ANWEISUNG> Schreib den Forenauszug über SATA-Modus und AHCI an der Stelle weiter, an der er aufhört.

TEXTAUSZUG>
★ ★ ★ ★
Ist SATA mode eine andere Bezeichnung für AHCI?

Oder ist AHCI im SATA mode enthalten?

----------

## Max Steel

Weder noch. Es gibt hier den IDE Mode den SATA mode und den AHCI Mode (und den RAID Mode)

IDE Mode dürfte klar sein, alles wird als PATA angesprochen

SATA Mode benötigt einen speziellen SATA Treiber für deinen Controller

der AHCI Mode benötigt nur den AHCI Treiber  :Wink: 

----------

## schmidicom

 *Max Steel wrote:*   

> Weder noch. Es gibt hier den IDE Mode den SATA mode und den AHCI Mode (und den RAID Mode)
> 
> IDE Mode dürfte klar sein, alles wird als PATA angesprochen
> 
> SATA Mode benötigt einen speziellen SATA Treiber für deinen Controller
> ...
★ ★ ★ ★
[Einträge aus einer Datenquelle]
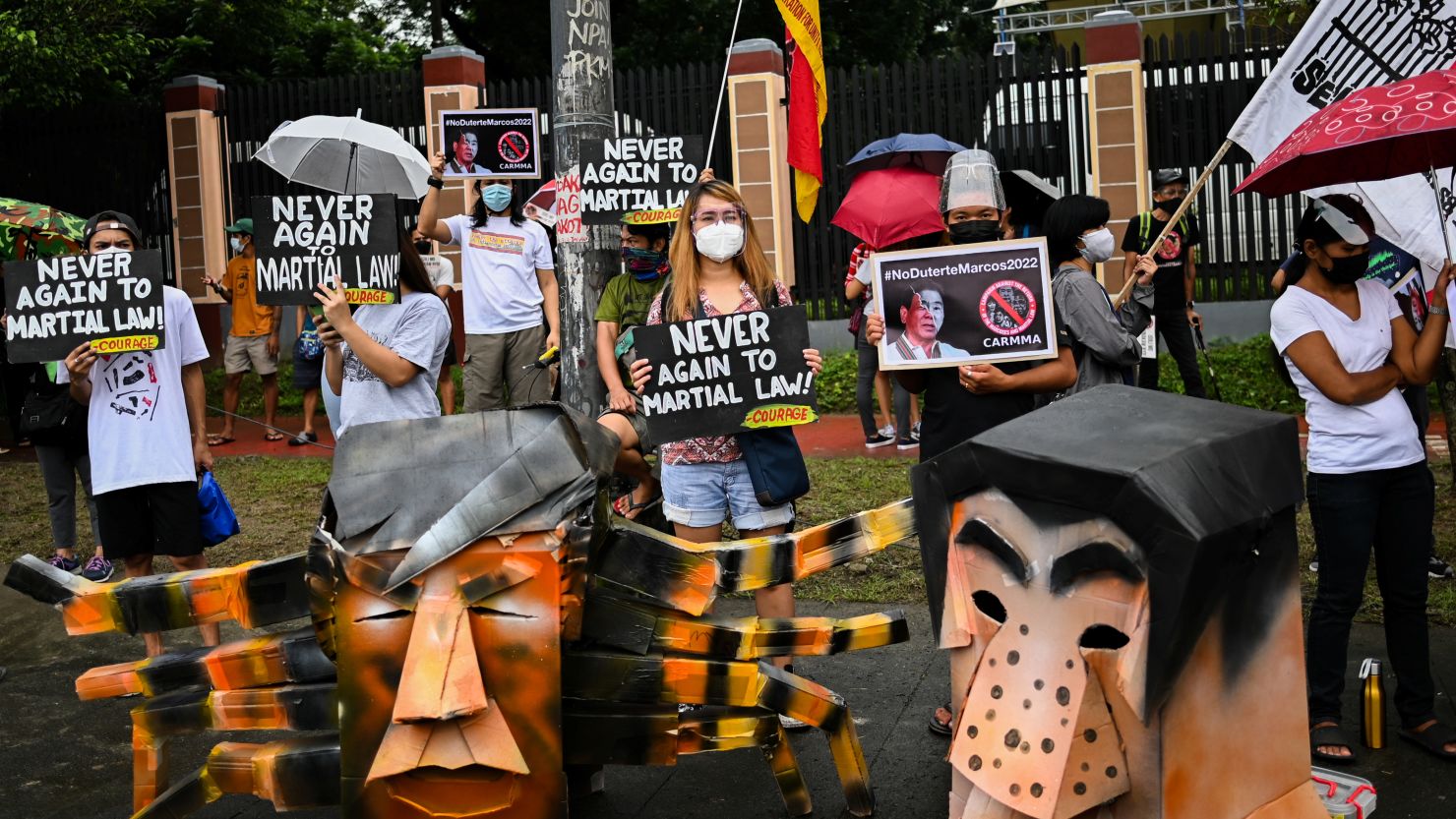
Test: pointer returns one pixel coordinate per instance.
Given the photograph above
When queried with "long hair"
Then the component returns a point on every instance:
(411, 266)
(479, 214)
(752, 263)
★ ★ ★ ★
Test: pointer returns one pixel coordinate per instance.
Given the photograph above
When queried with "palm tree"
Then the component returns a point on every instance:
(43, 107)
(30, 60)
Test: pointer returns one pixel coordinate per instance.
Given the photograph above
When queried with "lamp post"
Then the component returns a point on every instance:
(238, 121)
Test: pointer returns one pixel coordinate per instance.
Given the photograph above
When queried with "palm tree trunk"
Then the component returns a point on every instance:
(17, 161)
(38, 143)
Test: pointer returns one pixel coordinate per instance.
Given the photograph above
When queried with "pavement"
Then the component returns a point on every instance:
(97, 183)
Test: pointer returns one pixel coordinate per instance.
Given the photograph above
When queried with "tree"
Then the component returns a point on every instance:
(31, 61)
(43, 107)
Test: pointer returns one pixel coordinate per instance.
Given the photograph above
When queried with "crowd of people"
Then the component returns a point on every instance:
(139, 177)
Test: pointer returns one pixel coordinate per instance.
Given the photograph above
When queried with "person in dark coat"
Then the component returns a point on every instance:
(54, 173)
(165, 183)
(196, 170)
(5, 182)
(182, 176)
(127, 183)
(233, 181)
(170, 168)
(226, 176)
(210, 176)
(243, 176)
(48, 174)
★ ★ ★ ★
ERGEBNIS>
 

Wobei der SATA-Mode doch eigentlich die selben Funktionalitäten bereitstellen sollte wie unter AHCI oder?

----------

## Max Steel

Nicht unbedingt. der AHCI Mode ist eine Art generische Ansprechart für alle heutigen (!) Controller. Die außerdem sehr schicke Features bietet wie z.B. "Queueing", den SATA Mode kann theoretisch auch weniger können als der IDE Mode... Da der ja nicht unbedingt ein Standard ist (IMHO)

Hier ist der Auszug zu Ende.